Rows of bounding box annotation data:
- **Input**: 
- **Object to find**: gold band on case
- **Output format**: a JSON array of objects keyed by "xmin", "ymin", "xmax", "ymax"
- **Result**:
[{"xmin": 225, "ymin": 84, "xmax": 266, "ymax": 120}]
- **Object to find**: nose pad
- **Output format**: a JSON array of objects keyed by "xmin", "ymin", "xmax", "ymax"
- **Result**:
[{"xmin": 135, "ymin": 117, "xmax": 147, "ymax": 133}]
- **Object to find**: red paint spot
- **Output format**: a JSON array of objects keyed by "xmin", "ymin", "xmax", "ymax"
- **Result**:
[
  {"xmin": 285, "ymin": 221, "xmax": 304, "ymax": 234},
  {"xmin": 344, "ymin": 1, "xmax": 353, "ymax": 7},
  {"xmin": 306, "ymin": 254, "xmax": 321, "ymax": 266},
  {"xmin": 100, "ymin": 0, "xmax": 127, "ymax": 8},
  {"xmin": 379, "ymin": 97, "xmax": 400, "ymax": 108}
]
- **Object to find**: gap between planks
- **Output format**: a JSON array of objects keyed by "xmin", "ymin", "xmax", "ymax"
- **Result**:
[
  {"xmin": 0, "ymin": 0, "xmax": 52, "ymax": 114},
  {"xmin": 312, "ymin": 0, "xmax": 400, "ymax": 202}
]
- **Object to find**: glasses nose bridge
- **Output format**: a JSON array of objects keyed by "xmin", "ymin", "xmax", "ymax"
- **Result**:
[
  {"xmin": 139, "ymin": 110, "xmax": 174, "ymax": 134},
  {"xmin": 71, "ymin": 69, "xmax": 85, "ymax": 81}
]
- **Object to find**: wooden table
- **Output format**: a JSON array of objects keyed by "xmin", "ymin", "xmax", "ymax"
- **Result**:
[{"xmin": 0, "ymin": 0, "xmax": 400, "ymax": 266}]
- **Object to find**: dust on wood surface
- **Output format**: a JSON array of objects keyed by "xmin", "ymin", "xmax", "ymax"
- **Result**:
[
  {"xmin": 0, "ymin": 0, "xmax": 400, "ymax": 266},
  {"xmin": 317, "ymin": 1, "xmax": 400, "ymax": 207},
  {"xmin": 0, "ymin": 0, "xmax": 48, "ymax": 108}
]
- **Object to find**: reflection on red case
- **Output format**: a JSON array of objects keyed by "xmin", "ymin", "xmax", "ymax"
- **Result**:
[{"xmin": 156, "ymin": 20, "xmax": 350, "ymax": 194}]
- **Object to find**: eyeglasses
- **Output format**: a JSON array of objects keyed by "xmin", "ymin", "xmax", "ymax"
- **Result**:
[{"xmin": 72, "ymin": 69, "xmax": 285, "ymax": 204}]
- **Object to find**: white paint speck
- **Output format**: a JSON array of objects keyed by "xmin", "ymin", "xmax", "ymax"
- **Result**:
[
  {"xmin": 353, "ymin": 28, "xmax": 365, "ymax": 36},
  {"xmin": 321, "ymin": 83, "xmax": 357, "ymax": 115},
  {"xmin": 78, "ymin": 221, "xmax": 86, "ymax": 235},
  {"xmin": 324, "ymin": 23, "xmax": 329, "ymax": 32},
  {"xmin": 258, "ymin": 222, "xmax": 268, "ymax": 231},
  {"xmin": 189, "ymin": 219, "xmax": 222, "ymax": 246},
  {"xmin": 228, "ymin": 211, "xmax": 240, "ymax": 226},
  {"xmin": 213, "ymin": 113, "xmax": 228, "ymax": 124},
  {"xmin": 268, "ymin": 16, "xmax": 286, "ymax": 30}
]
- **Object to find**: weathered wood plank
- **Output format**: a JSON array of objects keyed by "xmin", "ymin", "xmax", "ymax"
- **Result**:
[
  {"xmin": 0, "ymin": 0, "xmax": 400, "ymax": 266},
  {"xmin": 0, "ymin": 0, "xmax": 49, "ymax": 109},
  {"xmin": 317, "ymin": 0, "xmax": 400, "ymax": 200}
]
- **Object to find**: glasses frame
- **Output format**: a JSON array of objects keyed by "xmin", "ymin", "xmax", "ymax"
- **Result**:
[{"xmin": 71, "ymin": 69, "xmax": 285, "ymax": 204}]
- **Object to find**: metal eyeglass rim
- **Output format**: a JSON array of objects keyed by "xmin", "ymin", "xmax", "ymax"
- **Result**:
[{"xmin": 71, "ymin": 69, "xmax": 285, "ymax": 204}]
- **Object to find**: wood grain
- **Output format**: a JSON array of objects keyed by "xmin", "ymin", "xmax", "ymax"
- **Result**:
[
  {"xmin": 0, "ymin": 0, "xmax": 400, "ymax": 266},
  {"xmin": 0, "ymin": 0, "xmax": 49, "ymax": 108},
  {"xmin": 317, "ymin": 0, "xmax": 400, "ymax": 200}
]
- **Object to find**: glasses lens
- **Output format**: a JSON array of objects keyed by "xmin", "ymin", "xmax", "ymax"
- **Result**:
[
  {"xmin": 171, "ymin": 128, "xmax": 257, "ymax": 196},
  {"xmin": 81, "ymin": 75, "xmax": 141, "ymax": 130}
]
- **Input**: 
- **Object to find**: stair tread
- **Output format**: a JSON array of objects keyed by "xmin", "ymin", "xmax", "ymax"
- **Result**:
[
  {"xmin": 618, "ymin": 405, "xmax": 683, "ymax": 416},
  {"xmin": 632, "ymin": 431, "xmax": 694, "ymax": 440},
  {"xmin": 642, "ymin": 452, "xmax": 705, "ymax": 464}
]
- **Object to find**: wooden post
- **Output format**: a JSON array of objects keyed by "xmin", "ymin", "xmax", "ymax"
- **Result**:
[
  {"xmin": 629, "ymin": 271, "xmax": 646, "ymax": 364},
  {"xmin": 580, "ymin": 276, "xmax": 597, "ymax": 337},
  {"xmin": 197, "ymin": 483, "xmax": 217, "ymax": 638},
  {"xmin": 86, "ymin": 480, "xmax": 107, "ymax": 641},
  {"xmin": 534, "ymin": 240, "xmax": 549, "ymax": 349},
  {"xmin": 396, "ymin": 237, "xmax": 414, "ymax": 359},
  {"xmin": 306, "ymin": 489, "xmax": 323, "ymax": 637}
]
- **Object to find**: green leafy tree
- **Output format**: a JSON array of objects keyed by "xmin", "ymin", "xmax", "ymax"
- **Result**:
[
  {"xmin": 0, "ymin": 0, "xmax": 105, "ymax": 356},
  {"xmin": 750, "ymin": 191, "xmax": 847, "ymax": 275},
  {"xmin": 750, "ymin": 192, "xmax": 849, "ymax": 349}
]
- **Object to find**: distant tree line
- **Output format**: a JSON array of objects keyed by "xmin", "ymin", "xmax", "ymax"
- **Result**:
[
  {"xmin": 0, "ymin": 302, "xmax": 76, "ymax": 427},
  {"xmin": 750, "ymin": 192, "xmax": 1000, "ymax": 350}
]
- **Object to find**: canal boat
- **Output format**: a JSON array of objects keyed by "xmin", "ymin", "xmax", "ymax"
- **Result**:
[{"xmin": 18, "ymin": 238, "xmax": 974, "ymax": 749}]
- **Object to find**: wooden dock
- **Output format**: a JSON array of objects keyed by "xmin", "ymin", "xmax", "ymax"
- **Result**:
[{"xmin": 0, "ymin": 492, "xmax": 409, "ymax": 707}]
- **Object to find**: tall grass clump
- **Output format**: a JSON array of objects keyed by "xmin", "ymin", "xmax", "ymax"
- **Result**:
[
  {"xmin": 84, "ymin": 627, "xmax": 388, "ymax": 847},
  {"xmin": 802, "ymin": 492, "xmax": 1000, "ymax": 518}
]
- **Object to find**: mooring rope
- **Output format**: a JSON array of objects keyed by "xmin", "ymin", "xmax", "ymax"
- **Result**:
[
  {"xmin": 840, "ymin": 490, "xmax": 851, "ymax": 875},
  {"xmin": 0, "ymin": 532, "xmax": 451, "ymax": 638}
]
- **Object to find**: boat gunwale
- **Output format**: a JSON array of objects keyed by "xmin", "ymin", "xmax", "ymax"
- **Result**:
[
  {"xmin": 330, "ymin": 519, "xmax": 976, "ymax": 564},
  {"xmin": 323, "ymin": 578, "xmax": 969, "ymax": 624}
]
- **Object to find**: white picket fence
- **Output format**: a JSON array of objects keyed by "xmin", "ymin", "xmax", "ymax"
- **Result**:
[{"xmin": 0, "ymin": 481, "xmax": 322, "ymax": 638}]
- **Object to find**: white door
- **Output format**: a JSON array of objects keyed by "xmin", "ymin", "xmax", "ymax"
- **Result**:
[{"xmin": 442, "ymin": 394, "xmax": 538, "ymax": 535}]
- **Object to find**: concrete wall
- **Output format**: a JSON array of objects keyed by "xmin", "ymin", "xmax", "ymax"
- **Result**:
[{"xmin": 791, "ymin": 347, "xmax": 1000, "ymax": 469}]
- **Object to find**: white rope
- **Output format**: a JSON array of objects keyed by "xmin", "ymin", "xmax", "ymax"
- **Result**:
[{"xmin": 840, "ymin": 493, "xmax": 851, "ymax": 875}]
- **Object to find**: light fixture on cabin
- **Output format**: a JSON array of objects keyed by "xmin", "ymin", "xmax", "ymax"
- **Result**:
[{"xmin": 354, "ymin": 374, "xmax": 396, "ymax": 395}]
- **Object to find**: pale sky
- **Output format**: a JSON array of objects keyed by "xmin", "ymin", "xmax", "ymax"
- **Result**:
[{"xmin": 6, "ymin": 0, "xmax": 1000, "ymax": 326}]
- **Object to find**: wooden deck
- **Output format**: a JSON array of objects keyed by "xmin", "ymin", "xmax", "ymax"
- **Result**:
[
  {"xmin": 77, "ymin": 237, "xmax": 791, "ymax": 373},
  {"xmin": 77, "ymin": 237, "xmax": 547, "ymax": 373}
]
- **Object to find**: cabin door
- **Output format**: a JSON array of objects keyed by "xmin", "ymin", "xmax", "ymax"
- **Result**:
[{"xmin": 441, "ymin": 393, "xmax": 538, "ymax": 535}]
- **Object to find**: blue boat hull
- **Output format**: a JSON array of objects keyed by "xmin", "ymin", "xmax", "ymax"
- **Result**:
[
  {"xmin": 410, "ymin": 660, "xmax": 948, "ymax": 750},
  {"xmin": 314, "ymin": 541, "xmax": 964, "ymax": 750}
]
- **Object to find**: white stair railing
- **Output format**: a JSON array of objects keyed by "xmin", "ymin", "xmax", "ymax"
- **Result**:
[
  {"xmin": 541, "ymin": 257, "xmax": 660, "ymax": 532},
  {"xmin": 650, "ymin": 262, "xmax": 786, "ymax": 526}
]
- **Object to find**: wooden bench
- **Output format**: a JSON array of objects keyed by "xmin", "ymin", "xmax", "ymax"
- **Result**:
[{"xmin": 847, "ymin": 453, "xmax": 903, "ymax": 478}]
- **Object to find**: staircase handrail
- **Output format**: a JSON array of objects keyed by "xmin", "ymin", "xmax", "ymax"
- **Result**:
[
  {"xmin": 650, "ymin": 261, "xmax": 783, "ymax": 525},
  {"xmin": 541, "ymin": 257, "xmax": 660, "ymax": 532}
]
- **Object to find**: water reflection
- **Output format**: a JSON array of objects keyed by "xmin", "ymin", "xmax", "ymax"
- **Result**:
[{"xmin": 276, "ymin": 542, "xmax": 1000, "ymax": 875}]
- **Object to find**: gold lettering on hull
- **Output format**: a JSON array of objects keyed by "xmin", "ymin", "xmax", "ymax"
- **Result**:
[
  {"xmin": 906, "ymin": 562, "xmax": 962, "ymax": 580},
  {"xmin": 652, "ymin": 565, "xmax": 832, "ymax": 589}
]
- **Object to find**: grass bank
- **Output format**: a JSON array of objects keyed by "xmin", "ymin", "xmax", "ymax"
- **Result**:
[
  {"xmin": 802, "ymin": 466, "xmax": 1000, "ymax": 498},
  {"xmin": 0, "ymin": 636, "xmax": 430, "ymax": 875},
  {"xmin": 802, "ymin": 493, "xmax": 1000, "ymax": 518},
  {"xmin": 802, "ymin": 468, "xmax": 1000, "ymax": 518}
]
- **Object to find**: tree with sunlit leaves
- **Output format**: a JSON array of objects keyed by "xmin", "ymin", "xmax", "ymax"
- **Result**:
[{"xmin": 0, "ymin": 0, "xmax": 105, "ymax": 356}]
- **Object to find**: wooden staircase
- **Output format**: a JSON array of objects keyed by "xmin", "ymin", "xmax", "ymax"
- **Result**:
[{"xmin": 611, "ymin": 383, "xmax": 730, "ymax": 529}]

Problem statement: Gather every line in the rows above that contains the string "hull", and list those lines.

Task result:
- **Object to find**: blue boat hull
- **Object to find**: gold lettering on hull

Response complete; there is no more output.